[START Information shown]

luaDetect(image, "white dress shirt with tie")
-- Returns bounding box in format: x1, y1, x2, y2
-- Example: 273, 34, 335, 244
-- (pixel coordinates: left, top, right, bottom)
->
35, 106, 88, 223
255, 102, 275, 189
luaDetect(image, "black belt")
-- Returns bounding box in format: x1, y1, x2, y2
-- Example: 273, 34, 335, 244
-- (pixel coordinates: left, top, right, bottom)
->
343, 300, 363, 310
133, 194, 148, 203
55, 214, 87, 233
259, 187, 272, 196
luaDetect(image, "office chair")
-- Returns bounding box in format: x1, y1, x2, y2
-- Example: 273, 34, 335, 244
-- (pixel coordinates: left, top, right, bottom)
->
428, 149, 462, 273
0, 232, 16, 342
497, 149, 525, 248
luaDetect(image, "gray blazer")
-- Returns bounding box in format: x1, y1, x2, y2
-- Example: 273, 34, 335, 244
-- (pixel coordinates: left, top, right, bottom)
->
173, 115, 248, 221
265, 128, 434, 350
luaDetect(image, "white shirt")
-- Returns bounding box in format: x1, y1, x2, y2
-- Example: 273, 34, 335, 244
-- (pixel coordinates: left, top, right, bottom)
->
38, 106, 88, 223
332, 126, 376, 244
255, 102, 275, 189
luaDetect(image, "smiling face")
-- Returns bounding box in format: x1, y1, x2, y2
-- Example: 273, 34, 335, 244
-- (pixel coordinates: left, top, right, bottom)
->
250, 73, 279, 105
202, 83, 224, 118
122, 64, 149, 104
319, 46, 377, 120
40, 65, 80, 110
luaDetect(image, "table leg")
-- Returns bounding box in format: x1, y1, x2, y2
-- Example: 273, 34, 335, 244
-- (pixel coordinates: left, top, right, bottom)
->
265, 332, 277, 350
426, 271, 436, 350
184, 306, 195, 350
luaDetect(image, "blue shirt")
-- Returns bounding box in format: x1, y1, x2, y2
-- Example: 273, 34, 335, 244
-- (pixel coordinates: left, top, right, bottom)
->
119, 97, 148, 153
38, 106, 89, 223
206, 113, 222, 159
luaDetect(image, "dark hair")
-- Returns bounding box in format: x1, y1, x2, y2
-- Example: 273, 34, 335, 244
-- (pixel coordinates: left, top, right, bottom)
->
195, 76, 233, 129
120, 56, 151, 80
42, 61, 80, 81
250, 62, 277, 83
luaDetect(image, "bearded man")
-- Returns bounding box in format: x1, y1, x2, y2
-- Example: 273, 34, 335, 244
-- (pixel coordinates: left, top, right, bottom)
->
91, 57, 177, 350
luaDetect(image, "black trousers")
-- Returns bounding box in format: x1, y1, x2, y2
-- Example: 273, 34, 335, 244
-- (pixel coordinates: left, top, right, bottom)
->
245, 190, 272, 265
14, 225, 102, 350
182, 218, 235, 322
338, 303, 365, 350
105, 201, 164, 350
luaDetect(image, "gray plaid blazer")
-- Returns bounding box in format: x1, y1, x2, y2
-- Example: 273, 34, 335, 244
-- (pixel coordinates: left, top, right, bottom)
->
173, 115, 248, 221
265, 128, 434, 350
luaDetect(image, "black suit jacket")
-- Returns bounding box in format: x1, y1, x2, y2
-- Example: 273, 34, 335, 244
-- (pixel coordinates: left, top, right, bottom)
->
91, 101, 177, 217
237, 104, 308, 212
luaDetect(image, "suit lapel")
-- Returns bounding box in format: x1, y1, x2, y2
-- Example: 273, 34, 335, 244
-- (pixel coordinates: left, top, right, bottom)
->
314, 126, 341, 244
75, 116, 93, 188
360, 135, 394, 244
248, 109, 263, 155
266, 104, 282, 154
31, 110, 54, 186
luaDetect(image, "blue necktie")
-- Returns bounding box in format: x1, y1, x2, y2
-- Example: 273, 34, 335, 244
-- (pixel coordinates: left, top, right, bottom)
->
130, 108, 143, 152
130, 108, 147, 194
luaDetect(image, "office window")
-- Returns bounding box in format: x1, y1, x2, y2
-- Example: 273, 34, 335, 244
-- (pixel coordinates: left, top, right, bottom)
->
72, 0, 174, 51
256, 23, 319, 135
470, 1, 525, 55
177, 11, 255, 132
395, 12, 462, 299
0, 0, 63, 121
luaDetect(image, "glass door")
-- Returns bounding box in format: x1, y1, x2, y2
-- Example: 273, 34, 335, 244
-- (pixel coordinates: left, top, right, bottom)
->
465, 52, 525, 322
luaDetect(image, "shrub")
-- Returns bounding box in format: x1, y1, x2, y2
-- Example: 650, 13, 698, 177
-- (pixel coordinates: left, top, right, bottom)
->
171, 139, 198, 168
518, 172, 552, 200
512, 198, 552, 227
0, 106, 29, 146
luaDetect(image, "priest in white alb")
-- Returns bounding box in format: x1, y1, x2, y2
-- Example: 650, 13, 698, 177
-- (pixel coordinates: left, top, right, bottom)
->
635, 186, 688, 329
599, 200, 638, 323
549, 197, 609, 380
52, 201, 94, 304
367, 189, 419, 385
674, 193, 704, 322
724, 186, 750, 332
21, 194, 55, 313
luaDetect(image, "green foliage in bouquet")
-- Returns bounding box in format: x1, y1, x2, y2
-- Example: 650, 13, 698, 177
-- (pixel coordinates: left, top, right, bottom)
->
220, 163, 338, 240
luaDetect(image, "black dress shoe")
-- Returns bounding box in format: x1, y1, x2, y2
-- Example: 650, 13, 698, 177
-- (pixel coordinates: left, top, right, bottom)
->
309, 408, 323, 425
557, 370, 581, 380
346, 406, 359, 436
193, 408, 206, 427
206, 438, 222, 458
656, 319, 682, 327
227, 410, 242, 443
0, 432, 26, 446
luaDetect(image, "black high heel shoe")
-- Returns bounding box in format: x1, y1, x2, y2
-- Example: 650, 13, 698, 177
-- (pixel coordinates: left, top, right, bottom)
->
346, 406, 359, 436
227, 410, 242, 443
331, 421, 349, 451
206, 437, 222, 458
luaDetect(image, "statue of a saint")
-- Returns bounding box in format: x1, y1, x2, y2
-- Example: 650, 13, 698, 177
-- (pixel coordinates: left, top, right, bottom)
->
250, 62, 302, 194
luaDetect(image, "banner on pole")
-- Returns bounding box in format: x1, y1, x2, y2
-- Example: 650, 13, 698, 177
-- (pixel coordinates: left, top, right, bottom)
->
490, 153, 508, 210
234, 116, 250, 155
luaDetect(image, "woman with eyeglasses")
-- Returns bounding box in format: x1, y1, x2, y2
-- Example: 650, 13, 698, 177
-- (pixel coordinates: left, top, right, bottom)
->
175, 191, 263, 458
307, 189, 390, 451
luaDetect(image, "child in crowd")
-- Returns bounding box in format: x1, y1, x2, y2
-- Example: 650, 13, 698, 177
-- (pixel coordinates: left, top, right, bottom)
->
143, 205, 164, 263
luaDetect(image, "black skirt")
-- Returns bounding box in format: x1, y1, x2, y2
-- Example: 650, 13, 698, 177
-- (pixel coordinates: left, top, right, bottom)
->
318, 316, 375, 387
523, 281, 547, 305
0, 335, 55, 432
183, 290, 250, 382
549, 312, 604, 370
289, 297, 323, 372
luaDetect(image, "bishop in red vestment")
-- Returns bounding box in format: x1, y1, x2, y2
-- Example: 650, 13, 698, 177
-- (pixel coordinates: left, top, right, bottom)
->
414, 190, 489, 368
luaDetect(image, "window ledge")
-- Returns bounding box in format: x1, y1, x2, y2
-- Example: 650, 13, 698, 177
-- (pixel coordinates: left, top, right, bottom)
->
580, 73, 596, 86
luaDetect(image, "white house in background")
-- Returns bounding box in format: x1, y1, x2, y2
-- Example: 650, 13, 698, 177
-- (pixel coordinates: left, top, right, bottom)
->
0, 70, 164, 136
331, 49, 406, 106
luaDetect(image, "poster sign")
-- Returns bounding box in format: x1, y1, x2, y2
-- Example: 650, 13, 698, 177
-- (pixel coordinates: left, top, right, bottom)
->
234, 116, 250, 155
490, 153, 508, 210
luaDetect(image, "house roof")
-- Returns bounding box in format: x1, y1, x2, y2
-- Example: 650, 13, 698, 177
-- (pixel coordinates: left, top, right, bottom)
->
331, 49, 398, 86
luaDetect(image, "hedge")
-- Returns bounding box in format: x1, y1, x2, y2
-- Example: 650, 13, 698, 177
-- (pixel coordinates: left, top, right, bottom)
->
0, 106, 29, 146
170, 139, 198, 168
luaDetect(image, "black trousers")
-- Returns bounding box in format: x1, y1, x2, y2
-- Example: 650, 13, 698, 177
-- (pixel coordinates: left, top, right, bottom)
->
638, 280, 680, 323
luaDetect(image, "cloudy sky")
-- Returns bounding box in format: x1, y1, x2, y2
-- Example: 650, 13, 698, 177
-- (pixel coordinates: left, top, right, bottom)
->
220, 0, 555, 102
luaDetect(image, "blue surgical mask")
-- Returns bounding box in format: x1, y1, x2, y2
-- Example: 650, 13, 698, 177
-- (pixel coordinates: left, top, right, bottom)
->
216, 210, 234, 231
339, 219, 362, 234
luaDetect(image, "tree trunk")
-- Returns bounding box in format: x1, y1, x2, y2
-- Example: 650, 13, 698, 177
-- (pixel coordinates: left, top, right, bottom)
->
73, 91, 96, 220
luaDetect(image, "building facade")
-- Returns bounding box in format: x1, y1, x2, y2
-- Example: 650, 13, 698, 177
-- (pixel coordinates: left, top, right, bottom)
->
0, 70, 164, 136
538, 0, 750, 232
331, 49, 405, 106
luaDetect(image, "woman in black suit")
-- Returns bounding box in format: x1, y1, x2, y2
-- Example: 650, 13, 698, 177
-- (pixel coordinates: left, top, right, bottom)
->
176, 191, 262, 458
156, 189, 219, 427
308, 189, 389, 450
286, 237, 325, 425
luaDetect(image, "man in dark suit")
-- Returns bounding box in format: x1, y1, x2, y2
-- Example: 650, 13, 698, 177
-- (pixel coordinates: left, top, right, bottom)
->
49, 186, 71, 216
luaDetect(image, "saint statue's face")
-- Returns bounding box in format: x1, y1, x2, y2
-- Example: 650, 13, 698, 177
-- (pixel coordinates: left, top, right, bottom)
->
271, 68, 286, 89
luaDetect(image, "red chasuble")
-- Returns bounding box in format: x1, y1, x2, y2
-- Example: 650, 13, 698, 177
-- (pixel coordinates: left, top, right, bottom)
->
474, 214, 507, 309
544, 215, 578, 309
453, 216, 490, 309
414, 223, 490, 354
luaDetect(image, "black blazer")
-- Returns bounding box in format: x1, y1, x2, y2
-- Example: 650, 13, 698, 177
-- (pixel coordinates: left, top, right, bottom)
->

[END Information shown]

■ Work required
Rewrite the material from its first line through the line containing "206, 113, 222, 159", putting "pixel positions" wherever "pixel coordinates" appears and changing nothing else.

■ Exercise response
luaDetect(image, "white dress shirt with tie")
-- Returns bounding box in format: x1, y1, x2, y2
-- Example: 273, 34, 335, 244
-- (pixel positions: left, top, right, bottom)
->
35, 106, 88, 223
255, 102, 275, 189
luaDetect(image, "black belt")
-- Returns bounding box in format: x1, y1, x2, y2
-- Example: 273, 34, 335, 244
-- (pixel positions: left, top, right, bottom)
->
343, 300, 363, 310
133, 194, 148, 203
55, 214, 87, 233
259, 187, 272, 196
luaDetect(image, "office chair")
-- Returns bounding box in format: x1, y1, x2, y2
-- Example: 273, 34, 335, 244
-- (pixel positions: left, top, right, bottom)
->
428, 149, 462, 273
0, 232, 16, 342
497, 149, 525, 248
luaDetect(image, "gray blazer")
-- Returns bounding box in format: x1, y1, x2, y2
-- Example: 273, 34, 335, 244
-- (pixel positions: left, top, right, bottom)
->
173, 115, 248, 221
265, 128, 434, 350
luaDetect(image, "white shirt")
-- Returns bounding box in format: x1, y1, x2, y2
-- Example: 273, 34, 335, 244
-- (pixel positions: left, top, right, bottom)
->
38, 106, 88, 223
332, 126, 376, 244
255, 102, 275, 189
luaDetect(image, "smiling face")
-- Returns bounding box in format: x1, y1, x2, y2
-- Example: 273, 34, 335, 244
-- (pixel positions: left, top, right, bottom)
->
250, 73, 279, 105
202, 83, 224, 118
122, 64, 149, 104
319, 46, 377, 120
40, 65, 80, 110
luaDetect(image, "table leg")
-- Returns bounding box in format: x1, y1, x2, y2
-- Example: 273, 34, 335, 244
-- (pixel positions: left, top, right, bottom)
->
265, 332, 277, 350
426, 271, 436, 350
184, 306, 195, 350
luaDetect(image, "blue shirt")
-- Returns bounding box in format: x1, y1, x2, y2
-- Example: 273, 34, 335, 244
-- (pixel positions: left, top, right, bottom)
->
119, 97, 148, 153
38, 106, 89, 223
206, 113, 222, 159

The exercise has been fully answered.